Given data:
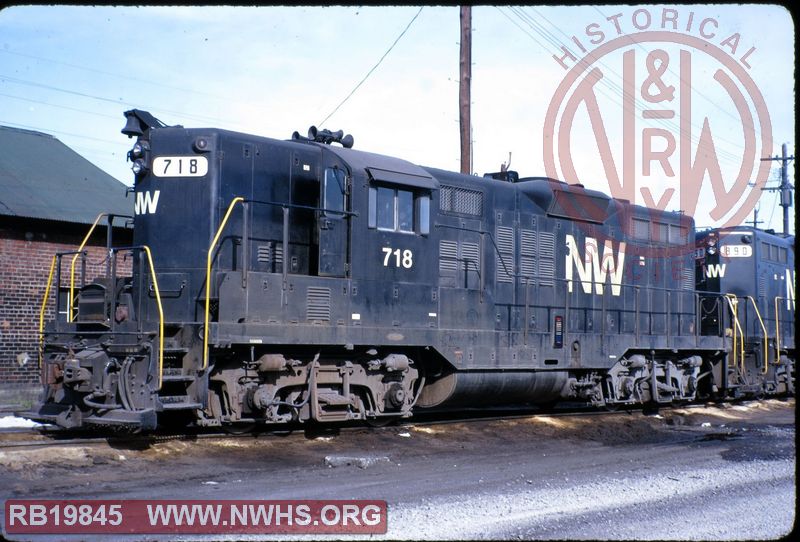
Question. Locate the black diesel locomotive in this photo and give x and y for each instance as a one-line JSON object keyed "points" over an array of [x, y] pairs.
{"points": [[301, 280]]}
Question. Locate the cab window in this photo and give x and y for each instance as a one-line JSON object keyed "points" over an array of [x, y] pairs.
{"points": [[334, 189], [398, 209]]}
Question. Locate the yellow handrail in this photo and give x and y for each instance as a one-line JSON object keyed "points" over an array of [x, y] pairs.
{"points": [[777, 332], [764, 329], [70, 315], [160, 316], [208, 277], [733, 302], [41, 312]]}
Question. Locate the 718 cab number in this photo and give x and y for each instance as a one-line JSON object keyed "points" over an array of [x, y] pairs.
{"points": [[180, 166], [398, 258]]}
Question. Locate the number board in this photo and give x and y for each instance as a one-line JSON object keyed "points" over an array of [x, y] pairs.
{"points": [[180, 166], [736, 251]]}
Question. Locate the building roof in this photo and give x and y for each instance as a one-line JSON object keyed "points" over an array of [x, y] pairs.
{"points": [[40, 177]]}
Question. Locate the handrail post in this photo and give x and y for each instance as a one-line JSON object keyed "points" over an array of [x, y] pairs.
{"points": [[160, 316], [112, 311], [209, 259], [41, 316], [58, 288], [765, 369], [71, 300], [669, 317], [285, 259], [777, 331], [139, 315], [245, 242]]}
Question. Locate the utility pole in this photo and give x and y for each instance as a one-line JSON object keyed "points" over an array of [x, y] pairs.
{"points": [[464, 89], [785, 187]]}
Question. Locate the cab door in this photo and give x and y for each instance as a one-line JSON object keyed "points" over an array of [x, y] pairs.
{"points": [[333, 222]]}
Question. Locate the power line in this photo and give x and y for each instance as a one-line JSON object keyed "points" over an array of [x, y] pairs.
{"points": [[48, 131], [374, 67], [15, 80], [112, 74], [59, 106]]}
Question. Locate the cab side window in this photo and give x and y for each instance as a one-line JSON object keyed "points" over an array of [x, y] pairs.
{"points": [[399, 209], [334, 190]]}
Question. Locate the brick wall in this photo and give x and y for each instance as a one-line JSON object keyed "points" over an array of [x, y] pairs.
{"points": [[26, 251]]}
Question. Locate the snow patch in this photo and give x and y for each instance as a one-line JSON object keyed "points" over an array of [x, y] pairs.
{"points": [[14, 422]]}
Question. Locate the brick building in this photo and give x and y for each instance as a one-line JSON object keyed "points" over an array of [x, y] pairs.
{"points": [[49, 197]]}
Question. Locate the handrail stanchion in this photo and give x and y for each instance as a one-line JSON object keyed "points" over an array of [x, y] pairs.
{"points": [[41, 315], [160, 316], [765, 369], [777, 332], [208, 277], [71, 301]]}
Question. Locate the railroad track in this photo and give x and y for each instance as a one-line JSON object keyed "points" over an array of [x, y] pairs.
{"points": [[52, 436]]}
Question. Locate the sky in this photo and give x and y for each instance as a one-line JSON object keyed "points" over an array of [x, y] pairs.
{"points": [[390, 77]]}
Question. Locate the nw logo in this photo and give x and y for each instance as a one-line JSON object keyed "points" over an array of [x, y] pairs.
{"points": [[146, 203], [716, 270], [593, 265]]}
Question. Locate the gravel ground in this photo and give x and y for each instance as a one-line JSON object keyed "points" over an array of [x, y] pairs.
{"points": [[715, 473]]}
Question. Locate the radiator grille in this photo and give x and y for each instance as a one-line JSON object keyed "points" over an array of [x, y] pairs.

Exercise details: In every one of the records above, switch "in this photo" to "in this image" and change nothing else. Leave the pictures out of your answer.

Complete output:
Question. Locate the black diesel locomotive in this image and give x and y for each instance as a one-line JSON object keyed "points" over an array of [x, y] pairs.
{"points": [[301, 280]]}
Question. Locate the cab window in this image and give x and y for each instance as a one-line JSON object keyed "points" over an array of [x, y] pairs.
{"points": [[334, 189], [398, 209]]}
Question. Locate the yellow handrail in this image and give x and y for each instance as a one-line JSON object keyed "points" over an array of [x, y] pairs.
{"points": [[777, 332], [764, 329], [70, 315], [160, 316], [208, 277], [733, 302], [41, 312]]}
Question. Locate the 718 cab number in this image and give x and y for each instance as a one-line JSON object keyed "points" over an array of [x, y] pairs.
{"points": [[180, 166], [398, 258]]}
Question. Locate the number board in this image and give x and y for each instance as a one-line JSON object keyed "points" over an array of [x, y] pairs.
{"points": [[180, 166], [736, 251]]}
Question. Locate the building roof in this image and give x and y for each instance as a one-line JSON object keyed "points" over an array of [x, y] pairs.
{"points": [[40, 177]]}
Question. Locate the handrail post in this image and give x and y for each instance as a one-line JSON object keyed "points" over an array of [x, y] pairs.
{"points": [[160, 316], [112, 311], [209, 259], [41, 316], [58, 288], [765, 369], [71, 300], [669, 317], [285, 259], [777, 331], [139, 315], [245, 242]]}
Question. Locate the utility pole in this image and give x and y for each instance as a one-line JSON object keyed "points" over an array of [x, y] pairs.
{"points": [[464, 89], [785, 187]]}
Question. Locate the cab door in this image and give x and y for each instance as a one-line JSON object keyed "points" over an array of [x, y] pairs.
{"points": [[333, 222]]}
Question. Locate the power line in this image and give x and y for each instance as a one-line JSON object keyed "points" over an array of [x, y] pairs.
{"points": [[48, 131], [374, 67], [15, 80], [112, 74], [59, 106]]}
Question. Locate the cab side window in this image and give x and y for each instance as a one-line JSON object keyed "points" over an array of [x, y] pairs.
{"points": [[399, 209], [334, 190]]}
Question. Locate the brick wall in this image and give x and y for each instance as a one-line JSON object keyed "points" over an array of [x, y] pairs.
{"points": [[26, 251]]}
Question. Locate the snow patch in this image and give x and y for each instance as a one-line JSON object keyed "points" over an array of [x, y] pairs.
{"points": [[14, 422]]}
Question. Locate the brick building in this image and give x and y for each instance as a one-line JSON object keyed "points" over an array of [x, y] pairs.
{"points": [[49, 197]]}
Question. Locate the handrail stanchion in this image and give x and y for each instance as a one-line JSON object keyed "points" over an array of [x, y] pairs.
{"points": [[41, 315], [160, 316], [765, 369], [777, 332], [208, 277], [71, 301]]}
Question. Locate the railroad track in this image and give x and y for each instance as a one-line JSON object keyed "points" over an array of [x, y] pairs.
{"points": [[52, 436]]}
Question. Locate the sky in this image and give x and y for each instance as a one-line JSON object keyed "points" over an array of [x, y] pairs.
{"points": [[390, 77]]}
Question. Locate the nw logo in this image and give x and y for each instance as a one-line JSON object keyed "points" over an array of [x, y] pairs.
{"points": [[146, 203], [716, 270], [593, 265]]}
Question. Locate the gravel ground in this image and give x and y for each instance as a one-line JSON object keyed "points" over an array of [x, y] pairs.
{"points": [[715, 473]]}
Question. Locate the radiator grille in this image and give x and y for each instance as a one-line JSON object keyed "points" over an array of [x, y] pairs.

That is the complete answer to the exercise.